---------- EXCERPT TO READ ----------

The plaintiffs then brought this lawsuit under 42 U.S.C. § 1983, claiming that being fired for their failure to comply with the grooming policy infringed upon their liberty interest to control their personal appearance in violation of their substantive-due-process rights. They asked the District Court to invalidate the policy, to impose compensatory and punitive damages, and to reinstate them. Concluding that the grooming policy had a rational relationship to legitimate governmental goals, the District Court3  granted the defendants' motion for summary judgment. On the plaintiffs' appeal from this decision, we affirm.

Our review of the District Court's decision to grant summary judgment is guided by the same standard it used. We will affirm its decision if, after reviewing the record in the light most favorable to the plaintiffs, it reveals no genuine dispute over a material fact and if the defendants are entitled to judgment as a matter of law. The existence of a factual dispute precludes summary judgment only if the dispute is genuine and the fact disputed material.

The arguments in this case focus on two decisions: the Supreme Court's decision in Kelley v. Johnson, 425 U.S. 238, 96 S. Ct. 1440, 47 L. Ed. 2d 708 (1976), and our decision in Lowman v. Davies, 704 F.2d 1044 (8th Cir. 1983). Kelley involved a substantive-due-process challenge to a police department's grooming regulation. The Court assumed that the complaining officer had a liberty interest in his personal appearance, but went on to uphold the policy as not being "so irrational that it [could] be branded 'arbitrary'...." 425 U.S. at 248, 96 S. Ct. at 1446 (citation omitted). In Lowman, we considered the constitutionality of a grooming policy enforced by the Arkansas Department of Parks and Tourism against one of its park naturalists. Relying on Kelley, we held that the Department's policy did not violate substantive due process because its goals of making naturalists recognizable to the public, making them more likely to deter violators of park regulations, and promoting esprit de corps among Department employees were not "wholly arbitrary." 704 F.2d at 1046 (footnote omitted).

Our decision in Lowman should easily dispose of this case. As part of their motion for summary judgment, the defendants submitted the affidavits of four Board members indicating that the purpose of the policy was to promote esprit de corps among EMTs, to present a uniform, professional image, and to minimize the possibility of EMTs' hair interfering with the performance of their job duties. While we may not believe that "the regulation is wise, or the best way to meet these goals [,]" we cannot conclude that any of these justifications is "wholly arbitrary." Id. at 1046.

----------

■ COMPLETE THE FOLLOWING
**A)** List the purposes of the grooming policy that the affidavits of the four Board members identify, according to the grooming-policy opinion.
**B)** Resume the grooming-policy opinion, picking up after its final sentence.

---------- DATA RECORDS ----------

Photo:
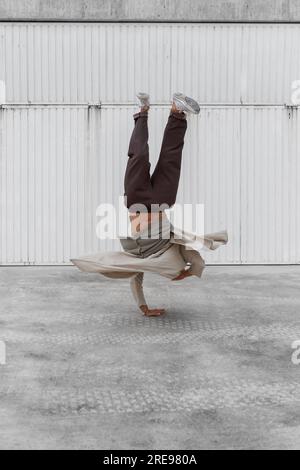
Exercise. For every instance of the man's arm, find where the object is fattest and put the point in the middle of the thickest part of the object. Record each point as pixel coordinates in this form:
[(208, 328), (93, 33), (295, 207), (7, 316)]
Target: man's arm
[(136, 284), (194, 259)]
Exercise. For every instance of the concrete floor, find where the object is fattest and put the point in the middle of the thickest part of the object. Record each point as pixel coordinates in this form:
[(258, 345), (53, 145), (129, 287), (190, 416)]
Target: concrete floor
[(85, 370)]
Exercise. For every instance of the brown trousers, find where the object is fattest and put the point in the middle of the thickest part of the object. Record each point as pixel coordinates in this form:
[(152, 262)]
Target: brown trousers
[(161, 187)]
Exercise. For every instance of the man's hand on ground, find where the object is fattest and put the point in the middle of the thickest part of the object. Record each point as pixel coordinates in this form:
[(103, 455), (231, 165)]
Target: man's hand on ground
[(184, 273), (152, 312)]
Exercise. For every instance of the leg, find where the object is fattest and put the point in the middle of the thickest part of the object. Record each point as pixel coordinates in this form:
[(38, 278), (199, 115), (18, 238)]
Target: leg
[(165, 178), (137, 184)]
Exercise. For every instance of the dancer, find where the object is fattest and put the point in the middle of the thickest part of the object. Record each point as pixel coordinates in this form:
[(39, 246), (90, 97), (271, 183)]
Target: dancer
[(155, 245)]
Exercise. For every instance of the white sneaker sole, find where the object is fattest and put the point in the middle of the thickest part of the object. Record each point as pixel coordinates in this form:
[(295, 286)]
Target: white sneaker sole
[(186, 104)]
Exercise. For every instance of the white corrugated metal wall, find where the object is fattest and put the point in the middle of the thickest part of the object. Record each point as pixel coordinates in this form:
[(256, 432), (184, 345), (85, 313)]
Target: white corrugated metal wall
[(60, 157)]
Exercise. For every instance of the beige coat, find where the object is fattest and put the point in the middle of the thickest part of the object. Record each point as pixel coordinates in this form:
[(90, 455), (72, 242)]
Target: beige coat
[(185, 249)]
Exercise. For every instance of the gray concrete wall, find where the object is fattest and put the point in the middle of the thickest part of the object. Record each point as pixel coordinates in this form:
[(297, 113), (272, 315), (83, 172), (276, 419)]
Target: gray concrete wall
[(151, 10)]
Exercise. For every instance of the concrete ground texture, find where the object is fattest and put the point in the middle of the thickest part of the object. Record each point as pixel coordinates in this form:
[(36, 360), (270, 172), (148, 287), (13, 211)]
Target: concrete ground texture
[(85, 370)]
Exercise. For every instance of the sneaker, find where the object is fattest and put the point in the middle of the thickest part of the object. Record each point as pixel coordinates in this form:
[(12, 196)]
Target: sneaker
[(144, 99), (186, 104)]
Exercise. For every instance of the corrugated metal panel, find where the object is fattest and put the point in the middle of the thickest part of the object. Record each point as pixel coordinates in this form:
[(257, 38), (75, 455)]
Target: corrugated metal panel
[(216, 63), (59, 162), (270, 177), (42, 185)]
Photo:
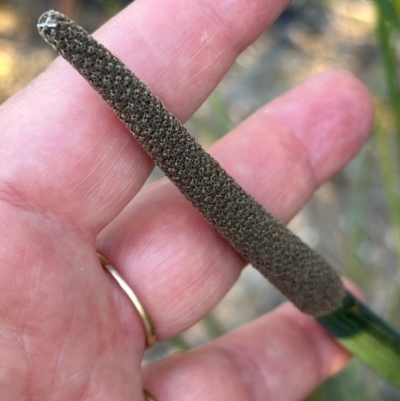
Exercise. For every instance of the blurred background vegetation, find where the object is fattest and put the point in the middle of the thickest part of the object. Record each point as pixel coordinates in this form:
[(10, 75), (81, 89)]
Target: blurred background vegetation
[(353, 220)]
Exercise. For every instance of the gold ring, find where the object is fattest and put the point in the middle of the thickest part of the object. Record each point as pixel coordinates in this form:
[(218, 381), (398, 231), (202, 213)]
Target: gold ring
[(148, 395), (144, 316)]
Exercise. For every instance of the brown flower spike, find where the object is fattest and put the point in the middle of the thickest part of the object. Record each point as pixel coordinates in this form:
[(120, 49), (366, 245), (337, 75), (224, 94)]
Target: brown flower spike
[(298, 272)]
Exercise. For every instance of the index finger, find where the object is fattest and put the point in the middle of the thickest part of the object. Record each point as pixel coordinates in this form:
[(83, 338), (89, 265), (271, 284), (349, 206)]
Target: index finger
[(74, 143)]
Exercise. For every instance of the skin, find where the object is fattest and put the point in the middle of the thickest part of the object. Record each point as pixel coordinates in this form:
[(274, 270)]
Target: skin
[(69, 184)]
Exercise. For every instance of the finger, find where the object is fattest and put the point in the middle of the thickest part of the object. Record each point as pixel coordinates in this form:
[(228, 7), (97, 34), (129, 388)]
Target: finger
[(281, 356), (71, 139), (177, 263)]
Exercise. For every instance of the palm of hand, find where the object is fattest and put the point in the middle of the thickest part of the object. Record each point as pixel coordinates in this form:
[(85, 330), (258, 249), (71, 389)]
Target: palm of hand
[(69, 169)]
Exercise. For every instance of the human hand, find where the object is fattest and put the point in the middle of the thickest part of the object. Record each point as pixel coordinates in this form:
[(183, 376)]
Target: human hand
[(70, 168)]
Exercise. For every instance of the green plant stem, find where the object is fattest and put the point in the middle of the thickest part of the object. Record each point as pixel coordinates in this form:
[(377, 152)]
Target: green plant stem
[(365, 334), (389, 61), (396, 5)]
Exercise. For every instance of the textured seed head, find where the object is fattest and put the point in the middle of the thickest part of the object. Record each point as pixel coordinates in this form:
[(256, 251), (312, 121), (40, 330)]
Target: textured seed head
[(298, 272)]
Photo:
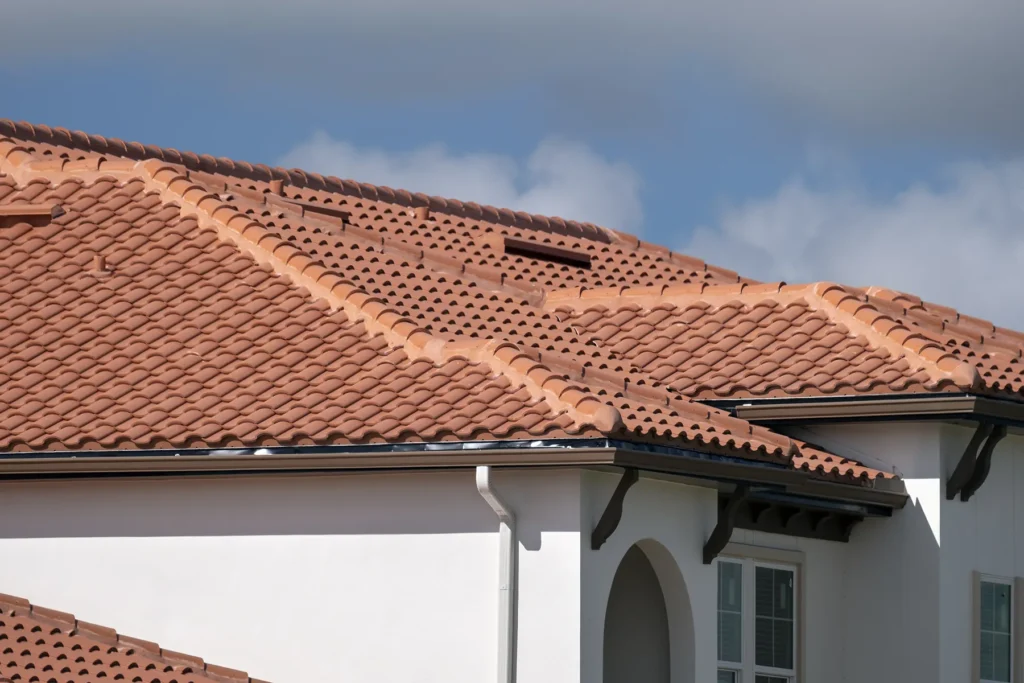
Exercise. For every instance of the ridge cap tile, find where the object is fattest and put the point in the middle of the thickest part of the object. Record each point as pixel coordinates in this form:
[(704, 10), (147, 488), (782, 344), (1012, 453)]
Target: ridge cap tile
[(84, 633)]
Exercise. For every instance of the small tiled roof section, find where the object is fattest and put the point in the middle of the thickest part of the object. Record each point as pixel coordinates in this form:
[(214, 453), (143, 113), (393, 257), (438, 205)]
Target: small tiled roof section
[(49, 646), (744, 340), (154, 299)]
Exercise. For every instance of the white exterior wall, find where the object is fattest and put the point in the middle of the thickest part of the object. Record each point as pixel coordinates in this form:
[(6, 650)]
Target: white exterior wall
[(671, 521), (393, 577), (984, 535), (908, 580), (389, 578)]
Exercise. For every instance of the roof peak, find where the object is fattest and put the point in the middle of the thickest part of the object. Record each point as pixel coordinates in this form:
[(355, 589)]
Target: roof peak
[(206, 163)]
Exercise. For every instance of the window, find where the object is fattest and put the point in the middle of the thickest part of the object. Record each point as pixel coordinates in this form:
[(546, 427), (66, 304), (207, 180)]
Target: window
[(995, 656), (757, 622)]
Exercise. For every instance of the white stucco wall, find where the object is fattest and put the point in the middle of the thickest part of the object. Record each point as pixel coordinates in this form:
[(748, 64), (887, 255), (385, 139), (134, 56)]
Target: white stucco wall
[(984, 535), (671, 521), (393, 577), (345, 578), (907, 582)]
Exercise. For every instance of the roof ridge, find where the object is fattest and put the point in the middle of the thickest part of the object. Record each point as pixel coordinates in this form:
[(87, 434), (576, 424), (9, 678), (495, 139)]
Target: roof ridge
[(377, 316), (209, 164), (110, 636), (842, 304), (581, 298), (921, 308), (509, 359), (861, 316), (252, 238), (387, 243)]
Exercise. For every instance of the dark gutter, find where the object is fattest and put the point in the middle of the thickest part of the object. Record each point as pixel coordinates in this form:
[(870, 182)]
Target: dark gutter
[(449, 455), (853, 409)]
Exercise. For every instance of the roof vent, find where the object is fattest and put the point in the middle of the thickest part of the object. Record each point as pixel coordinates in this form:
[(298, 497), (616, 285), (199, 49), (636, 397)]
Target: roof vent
[(543, 252), (34, 214)]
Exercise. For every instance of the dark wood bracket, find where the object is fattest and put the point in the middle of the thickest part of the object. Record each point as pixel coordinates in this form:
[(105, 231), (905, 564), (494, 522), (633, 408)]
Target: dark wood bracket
[(972, 470), (613, 510), (726, 520), (984, 463)]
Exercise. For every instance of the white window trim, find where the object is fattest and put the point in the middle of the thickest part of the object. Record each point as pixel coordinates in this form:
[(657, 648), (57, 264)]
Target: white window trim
[(1016, 624), (752, 556)]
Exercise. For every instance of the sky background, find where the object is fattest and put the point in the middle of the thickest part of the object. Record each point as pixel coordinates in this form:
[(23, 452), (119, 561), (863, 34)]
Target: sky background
[(870, 142)]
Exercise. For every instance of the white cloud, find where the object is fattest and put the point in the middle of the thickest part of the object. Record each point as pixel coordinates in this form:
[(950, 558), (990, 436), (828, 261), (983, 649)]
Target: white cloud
[(559, 178), (908, 67), (960, 244)]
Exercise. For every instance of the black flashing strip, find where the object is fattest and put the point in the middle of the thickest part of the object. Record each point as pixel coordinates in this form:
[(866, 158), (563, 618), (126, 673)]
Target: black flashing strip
[(444, 455), (800, 410), (371, 449), (825, 505)]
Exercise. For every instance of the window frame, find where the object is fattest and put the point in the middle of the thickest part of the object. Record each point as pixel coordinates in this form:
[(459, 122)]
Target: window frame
[(1015, 623), (750, 557)]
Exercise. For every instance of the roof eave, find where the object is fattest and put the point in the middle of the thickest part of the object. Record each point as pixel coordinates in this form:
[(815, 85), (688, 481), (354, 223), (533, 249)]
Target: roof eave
[(690, 465), (904, 408)]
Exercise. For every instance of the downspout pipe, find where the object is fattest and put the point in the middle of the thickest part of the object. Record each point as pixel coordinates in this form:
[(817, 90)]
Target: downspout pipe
[(507, 582)]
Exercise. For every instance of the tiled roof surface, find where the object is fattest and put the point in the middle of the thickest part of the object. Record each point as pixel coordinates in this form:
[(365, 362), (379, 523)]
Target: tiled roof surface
[(47, 646), (773, 340), (154, 298)]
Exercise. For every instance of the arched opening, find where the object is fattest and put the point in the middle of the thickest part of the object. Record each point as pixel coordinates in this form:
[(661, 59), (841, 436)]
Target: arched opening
[(637, 643)]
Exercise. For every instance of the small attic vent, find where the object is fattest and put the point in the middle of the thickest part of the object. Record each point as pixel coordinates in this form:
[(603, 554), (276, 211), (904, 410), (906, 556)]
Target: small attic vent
[(34, 214), (543, 252)]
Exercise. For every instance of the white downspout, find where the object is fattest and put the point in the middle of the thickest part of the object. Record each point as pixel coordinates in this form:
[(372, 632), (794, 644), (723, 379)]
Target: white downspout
[(507, 577)]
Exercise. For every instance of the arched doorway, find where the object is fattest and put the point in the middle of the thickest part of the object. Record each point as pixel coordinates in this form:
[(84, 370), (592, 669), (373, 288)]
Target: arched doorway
[(637, 645)]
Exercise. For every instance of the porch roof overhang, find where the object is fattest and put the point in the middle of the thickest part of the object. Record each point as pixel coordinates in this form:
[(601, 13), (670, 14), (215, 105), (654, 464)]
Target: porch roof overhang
[(806, 410), (775, 498), (695, 466)]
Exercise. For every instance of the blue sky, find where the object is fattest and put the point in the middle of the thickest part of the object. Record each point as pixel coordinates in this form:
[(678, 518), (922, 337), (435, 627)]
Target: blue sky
[(872, 146)]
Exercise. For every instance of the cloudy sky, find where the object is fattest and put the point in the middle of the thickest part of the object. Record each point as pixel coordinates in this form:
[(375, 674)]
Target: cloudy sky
[(870, 142)]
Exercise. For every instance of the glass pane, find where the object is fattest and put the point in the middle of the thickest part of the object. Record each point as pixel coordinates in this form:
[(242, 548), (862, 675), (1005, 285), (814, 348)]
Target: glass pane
[(729, 631), (729, 586), (995, 631), (987, 606), (1000, 652), (763, 598), (782, 593), (783, 644), (764, 637), (1000, 596)]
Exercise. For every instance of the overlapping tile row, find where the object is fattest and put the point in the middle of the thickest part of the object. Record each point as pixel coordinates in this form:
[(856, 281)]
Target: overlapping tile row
[(177, 340), (311, 367), (620, 258), (773, 339), (761, 349), (49, 646), (996, 352)]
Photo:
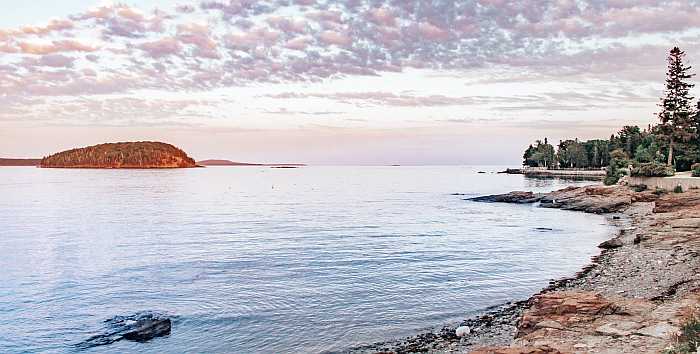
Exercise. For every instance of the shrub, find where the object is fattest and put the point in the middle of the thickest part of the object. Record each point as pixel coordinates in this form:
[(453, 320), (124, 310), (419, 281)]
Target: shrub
[(689, 339), (696, 170), (610, 180), (652, 169)]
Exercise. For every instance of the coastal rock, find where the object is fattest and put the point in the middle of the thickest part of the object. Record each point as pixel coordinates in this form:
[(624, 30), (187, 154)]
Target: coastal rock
[(611, 244), (677, 201), (512, 197), (618, 329), (517, 350), (140, 327), (661, 330), (147, 329), (690, 223), (462, 331), (566, 308), (139, 155)]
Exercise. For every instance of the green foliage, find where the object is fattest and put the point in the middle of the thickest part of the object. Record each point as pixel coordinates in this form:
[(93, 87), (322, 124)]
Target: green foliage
[(572, 154), (627, 139), (679, 121), (652, 169), (648, 150), (696, 170), (121, 155), (689, 340), (617, 168), (675, 141), (540, 155)]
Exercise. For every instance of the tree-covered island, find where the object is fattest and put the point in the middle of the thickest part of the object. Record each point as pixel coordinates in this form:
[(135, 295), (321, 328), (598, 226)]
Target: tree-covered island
[(673, 144)]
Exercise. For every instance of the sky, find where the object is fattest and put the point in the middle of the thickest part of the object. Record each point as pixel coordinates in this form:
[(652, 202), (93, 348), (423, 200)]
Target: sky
[(332, 81)]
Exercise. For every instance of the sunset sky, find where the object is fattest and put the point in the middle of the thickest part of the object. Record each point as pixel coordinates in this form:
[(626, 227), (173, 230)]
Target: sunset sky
[(330, 81)]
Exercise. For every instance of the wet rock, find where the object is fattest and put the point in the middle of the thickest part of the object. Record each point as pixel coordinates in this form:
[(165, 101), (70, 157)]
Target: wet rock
[(676, 201), (148, 329), (566, 308), (512, 197), (549, 324), (140, 327), (516, 350), (689, 223)]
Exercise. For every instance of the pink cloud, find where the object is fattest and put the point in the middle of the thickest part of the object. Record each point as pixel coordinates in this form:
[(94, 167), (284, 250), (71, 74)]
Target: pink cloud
[(337, 38), (57, 61), (161, 48), (55, 47), (432, 32), (382, 16)]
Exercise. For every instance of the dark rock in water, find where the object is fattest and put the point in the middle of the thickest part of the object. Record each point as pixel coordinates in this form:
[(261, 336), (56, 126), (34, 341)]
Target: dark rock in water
[(149, 329), (140, 327), (512, 197)]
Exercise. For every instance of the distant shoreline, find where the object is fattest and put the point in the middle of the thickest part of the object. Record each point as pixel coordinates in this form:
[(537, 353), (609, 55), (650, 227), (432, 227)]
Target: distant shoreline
[(623, 301), (595, 175)]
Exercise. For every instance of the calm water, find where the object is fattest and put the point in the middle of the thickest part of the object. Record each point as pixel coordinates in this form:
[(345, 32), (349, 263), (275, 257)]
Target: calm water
[(252, 260)]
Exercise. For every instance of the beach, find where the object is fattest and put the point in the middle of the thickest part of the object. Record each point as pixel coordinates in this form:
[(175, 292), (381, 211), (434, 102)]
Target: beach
[(633, 298)]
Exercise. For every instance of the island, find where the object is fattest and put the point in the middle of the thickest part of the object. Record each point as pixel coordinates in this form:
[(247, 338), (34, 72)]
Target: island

----------

■ RESPONSES PER TASK
**A)**
- Promoting esprit de corps among EMTs
- Presenting a uniform, professional image
- Minimizing the possibility of EMTs' hair interfering with the performance of their job duties

**B)**
Plaintiffs argue, however, that Lowman is not dispositive of their case. In Lowman, we stated that Kelley was controlling " [b]ecause park naturalists had law enforcement duties...." Id. at 1046. Plaintiffs claim they are entitled to a trial on the issue of whether their jobs as EMTs are sufficiently similar to that of park naturalists and police officers to justify Kelley's application to their case. Despite the language quoted from Lowman, we disagree. Our decisions since Lowman have made it clear that "substantive-due-process claims should be limited to 'truly irrational' governmental actions." Chesterfield Development Corp. v. City of Chesterfield, 963 F.2d 1102, 1104 (8th Cir. 1992) (quoting Lemke v. Cass County, Nebraska, 846 F.2d 469, 472 (8th Cir. 1987) (en banc) (per curiam) (Arnold, J., concurring)). Whatever difference there may be between the duties of police officers and park naturalists in contrast to EMTs, this difference does not make grooming regulations "truly irrational" when applied to the latter group. EMTs are uniformed public employees who need to be easily recognizable.

Similarly, the plaintiffs are not entitled to a trial on the issue of whether the defendants adopted the policy to suit their own personal preferences or for the reasons the four Board members indicated in their affidavits. Although the plaintiffs claim that the reasons provided by the defendants (which we have already held are not wholly arbitrary) were not the real reasons for the policy, they have not presented any evidence of their own contradicting the defendants' affidavits. Moreover, the distinction between the defendants' supposedly improper personal preferences and the reasons given by the defendants to justify their policy eludes us. The fact that the EMTs are in uniforms at all or that their uniforms are a particular style in some sense reflects the personal preferences of the defendants. Nevertheless, no one would seriously argue that requiring the plaintiffs to wear a uniform of a particular style violates their substantive-due-process rights. Defendants are the officials responsible under local law for operation of the ambulance service. They have the power to treat hair, or the lack of it, as part of the EMTs' uniform. Their policy may be mistaken or even silly, but it doesn't violate the Fourteenth Amendment.

The District Court did not err in granting the defendants' motion for summary judgment. Consequently, its judgment is affirmed.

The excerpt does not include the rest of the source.